Objective.
Print all entries precisely as they are written.

Records shown.

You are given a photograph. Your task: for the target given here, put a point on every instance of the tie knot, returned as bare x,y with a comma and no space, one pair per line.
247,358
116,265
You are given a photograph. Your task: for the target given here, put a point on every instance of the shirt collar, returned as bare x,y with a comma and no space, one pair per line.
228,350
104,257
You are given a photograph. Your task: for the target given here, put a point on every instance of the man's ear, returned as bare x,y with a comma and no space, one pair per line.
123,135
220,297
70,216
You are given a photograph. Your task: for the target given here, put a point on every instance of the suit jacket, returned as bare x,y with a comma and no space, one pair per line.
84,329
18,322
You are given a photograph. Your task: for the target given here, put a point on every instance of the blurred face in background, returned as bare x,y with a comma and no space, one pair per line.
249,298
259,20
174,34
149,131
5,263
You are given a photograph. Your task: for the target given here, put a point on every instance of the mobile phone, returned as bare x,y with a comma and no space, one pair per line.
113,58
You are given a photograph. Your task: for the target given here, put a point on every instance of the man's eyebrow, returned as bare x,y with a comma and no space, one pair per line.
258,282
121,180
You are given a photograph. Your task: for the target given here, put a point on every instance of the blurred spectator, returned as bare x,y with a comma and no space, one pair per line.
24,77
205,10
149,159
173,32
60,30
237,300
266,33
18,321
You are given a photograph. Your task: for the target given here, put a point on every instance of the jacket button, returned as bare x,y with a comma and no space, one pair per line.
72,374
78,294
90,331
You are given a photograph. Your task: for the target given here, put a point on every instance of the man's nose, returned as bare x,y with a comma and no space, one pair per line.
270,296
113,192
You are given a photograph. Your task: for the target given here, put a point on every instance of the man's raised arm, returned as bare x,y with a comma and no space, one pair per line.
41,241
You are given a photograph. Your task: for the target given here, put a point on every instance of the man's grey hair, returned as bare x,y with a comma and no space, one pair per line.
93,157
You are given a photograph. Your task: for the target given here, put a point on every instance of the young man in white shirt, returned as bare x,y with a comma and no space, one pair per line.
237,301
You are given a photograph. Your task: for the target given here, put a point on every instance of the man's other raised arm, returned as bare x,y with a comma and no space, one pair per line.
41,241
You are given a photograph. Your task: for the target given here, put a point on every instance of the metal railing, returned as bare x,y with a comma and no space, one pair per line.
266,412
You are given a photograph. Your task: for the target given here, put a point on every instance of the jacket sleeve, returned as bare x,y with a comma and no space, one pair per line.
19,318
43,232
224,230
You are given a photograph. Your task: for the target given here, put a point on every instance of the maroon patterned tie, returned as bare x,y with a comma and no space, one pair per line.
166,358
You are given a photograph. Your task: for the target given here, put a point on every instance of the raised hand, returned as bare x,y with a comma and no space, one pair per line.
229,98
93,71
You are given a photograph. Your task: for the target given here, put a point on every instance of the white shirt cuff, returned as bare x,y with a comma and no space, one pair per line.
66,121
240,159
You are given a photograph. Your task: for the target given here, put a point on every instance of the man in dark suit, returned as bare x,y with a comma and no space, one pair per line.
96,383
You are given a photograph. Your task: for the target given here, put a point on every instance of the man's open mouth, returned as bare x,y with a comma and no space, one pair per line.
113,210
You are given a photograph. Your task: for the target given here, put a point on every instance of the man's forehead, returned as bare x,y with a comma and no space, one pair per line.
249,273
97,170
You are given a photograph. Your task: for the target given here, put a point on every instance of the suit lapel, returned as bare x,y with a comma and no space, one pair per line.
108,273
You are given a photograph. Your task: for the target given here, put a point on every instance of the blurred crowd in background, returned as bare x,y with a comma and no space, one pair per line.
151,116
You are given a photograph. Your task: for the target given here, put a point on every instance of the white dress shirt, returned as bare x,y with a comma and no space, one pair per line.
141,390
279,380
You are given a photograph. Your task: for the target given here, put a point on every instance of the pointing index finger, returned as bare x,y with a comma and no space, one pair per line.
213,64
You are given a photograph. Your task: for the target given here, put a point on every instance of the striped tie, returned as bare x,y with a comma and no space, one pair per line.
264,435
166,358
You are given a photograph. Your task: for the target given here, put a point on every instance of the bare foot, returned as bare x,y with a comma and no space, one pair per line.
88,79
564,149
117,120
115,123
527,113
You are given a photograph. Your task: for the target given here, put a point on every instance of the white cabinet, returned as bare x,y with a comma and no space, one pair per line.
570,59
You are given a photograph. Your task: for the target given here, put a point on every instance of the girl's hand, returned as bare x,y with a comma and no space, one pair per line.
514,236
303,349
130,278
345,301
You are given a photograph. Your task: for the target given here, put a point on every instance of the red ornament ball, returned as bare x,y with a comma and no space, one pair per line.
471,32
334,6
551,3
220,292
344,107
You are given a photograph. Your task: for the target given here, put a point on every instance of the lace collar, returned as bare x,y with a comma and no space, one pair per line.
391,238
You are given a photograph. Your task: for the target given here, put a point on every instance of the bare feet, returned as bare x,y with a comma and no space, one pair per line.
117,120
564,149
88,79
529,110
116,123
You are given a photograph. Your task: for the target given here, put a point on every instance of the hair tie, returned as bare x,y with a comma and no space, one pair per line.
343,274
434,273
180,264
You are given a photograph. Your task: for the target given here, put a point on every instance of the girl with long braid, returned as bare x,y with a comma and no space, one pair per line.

Result of this exercise.
You are given a photograph. Your task: for the target given here, put a point on every instance of the tie knot, returned as bare x,y with a comma and no space, one pair per line.
247,358
116,265
You are given a photograph. Your task: for the target given here, put a point on every instance of the shirt collar, returned as bare x,y with a comma and no space, one pair per line.
228,350
104,257
You are given a photograph. Your task: for the target given here, put a point on every instance of the man's ear, returned as bare x,y with a comma and no space, one pair per line.
123,135
220,297
70,216
You are given a photograph. Your task: for the target given here, put a point on every instance of the suit jacket, returned as bare x,y with a comma and no space, one pair per line.
84,329
18,322
You are given a photograph. Your task: for the target given here, put a point on every instance of the blurred face in background, returned as bare x,y with a comma and no space, one pair per line.
249,298
259,20
174,34
149,131
5,263
You are given a photograph. Your task: for the target given here, put a point on every instance of the mobile phone, returned as bare x,y with a comma and no space, one pair per line.
113,58
You are given a photograph. Your task: for the target given here, put a point on every instance of the man's eyebrow, returned as bare x,y with a comma and no space, one pair per line.
258,282
121,180
You are given a photograph. Your task: for the target given here, put a point on every instance of the blurred spectator, returned as bare x,y with a comma and no space, one pair per line.
24,77
205,10
149,159
173,32
60,30
237,300
266,33
18,321
You are given a photograph. Your task: for the target given here, put a point on every instance of the jacket button, returned as bare x,y with a comma and no space, one pair per line.
72,374
78,294
90,331
You are given a photograph. Your task: for the target given here, put a point on every instance of the man's nose, returned as bare x,y with a comma and no space, one pair per line.
270,296
113,192
You are given a photograph. Your task: for the target given here, put a point on every instance of the man's raised arm, returned as bare x,y with a comma and no space, one pair per line.
41,241
You are given a photograph. Your task: for the target given here, put a point on every instance of the man's grey hair, returned as bare x,y with a comma and no space, one pair per line.
93,157
You are given a photograph. Your task: for the target given here, put a point on every instance of the young man in white shirt, returned as bare x,y with a comma and no space, one pair per line.
237,301
You are given a photograph. Your task: for the target given here, put a point on every instance of the man's other raised arm, returned as bare x,y with a comma and no space, one pair per line.
41,241
You are given a photograph. Your task: for the target given here, put a point on every instance of the metal railing, returned as bare x,y with a comma and no space, one pair per line.
266,412
You are given a photograph. Your task: for the target given here, put a point on every instance of the jacket sleeve, returned as bare x,y with a comma and no space, one pair per line.
19,318
43,232
224,230
You are given a photograph. Your task: for the target given here, put a point on every instance of the maroon patterned tie, returned as bare x,y with a comma and no space, one pair per line.
166,358
You are given a photograph. Your task: for the target given here, put a point on every instance of the raised hand, returned as bare x,y with a comma and no space, one pair per line.
229,98
93,71
You are given a photograph. Your task: for the target given here, put a point on every instance of the white shirt cuff, returned as bare x,y with a comma and no space, one pair per line.
66,121
240,159
You are given a photograph. Your task: for the target given here, put a point on every instance of the man in dark suit, returned as bare x,y with a comma and no space, one pair per line.
96,383
You are given a photograph. Your task: for the target given here, put a point on every instance of the man's open mouth, returned as bare x,y with a comma and no space, one pair per line.
113,210
You are given a photograph. Your task: for the target given here, put a point on every instance of the man's forehead, returned as bare x,y with a comma and no space, one pair per line.
249,273
97,170
You are given a photograph. Your task: for the target given here, put a point on every instance of the suit lapel, returned as bare x,y with a comma and no space, one pair per line.
108,273
You are given a photograph. Your task: for the target given here, put a point on every instance of the blurred crowd in background, returned as bare x,y with a comma and no space, one pair per line.
151,116
You are given a photograph. Your task: for the target given here, put a point on every instance of the white dress shirt, returned as bare x,y with a comma and no space, one pair per line.
141,390
279,380
You are given a photograph. Your task: for the target given here, put a point on every instance of the pointing index finger, returned as bare x,y with a comma and no space, one pair per line.
213,64
You are given a photograph. Your task: for the target given here, put a point on every instance of the striped tie, returned as bare x,y with a comma and no space, one pair per line.
264,435
166,358
You are given a photograph. Your task: for the target given here, put a point on every instance of the bare foot, returned as bare x,y with a comma and no space, one pair per line.
88,79
564,149
117,120
115,123
527,113
You are given a photograph. Your task: for the target given here, put a point on every instance of the white cabinet, returned as bare x,y with a comma and no space, one pair per line.
570,59
You are given a photograph. Your task: for the target given here, put a point on every instance of the girl's hand, returned as bare x,y with a comma and no space, one pair per line.
514,236
303,349
130,278
345,301
You are given a photograph. Your task: for the target given here, put a point on every instance of the red ornament ball, returned as bare x,y with a comma and no space, one pair per line.
471,32
334,6
551,3
220,292
344,107
You are given a photograph. Your task: for the target given here, put a point on every instance of the lace collar, returned as bare x,y with a comma and no space, one pair per line.
391,238
You are given a photograph. Your task: for the target given here, put a point on every instance of the bare feet, returned as bare x,y with a comma and no space, one pair per line.
117,120
564,149
88,79
529,110
116,123
You are given a photograph. Your task: for the target given here, put a point on every instance of the hair tie, returned as bare x,y with a comma and no space, one pair per line.
343,274
434,273
180,264
You are given a photograph. Your task: for the target given here, put a point on every instance of the girl with long braid, returned as bare x,y with a comma and no space, one pair per line.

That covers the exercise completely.